* Task to complete:
Reproduce, with no edits, the line that contains "Q: Identify a point on each instance of the dirt" and all the lines that follow it, ending with the last line of the records.
---- Raw data
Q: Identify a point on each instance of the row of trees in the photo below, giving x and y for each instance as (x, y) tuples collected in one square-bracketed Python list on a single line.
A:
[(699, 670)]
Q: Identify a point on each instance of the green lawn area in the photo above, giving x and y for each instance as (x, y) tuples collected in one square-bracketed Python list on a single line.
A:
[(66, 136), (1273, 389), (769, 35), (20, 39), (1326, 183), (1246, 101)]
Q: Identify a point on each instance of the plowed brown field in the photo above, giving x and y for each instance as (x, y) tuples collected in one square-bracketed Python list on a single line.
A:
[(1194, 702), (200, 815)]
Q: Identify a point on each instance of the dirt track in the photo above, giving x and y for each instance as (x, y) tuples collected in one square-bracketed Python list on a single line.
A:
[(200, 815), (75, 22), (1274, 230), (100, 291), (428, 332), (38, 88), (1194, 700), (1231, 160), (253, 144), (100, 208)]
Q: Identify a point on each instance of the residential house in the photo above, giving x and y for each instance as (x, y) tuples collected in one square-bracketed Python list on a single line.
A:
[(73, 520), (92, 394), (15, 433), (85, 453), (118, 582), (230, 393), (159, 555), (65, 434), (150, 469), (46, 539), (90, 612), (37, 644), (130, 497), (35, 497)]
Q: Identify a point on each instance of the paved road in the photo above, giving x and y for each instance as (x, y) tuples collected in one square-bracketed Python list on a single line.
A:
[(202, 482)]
--------
* Expected output:
Q: Identify a point on each instance of the dirt track in the photo above, giving x and y for each instance as (x, y) tuples collected in one square-bracketed Python list on a single line.
A:
[(200, 815), (75, 22), (1274, 230), (100, 291), (428, 332), (38, 88), (1194, 700), (1231, 160), (253, 144), (100, 208)]
Q: Identify a point on each instance of the residential house in the photo above, giving x and y for each instance as (x, y) tuples collected in one square-bracketed Python list on a single line.
A:
[(73, 520), (92, 394), (15, 433), (85, 453), (118, 582), (230, 393), (159, 555), (65, 434), (150, 469), (46, 539), (90, 612), (37, 644), (130, 497), (35, 497)]
Q: Identify a point on each instance of the paved road in the photo above, giving x and y for each instance as (x, y) tuples collected in one square-bracketed Python list on a single line.
A:
[(202, 482)]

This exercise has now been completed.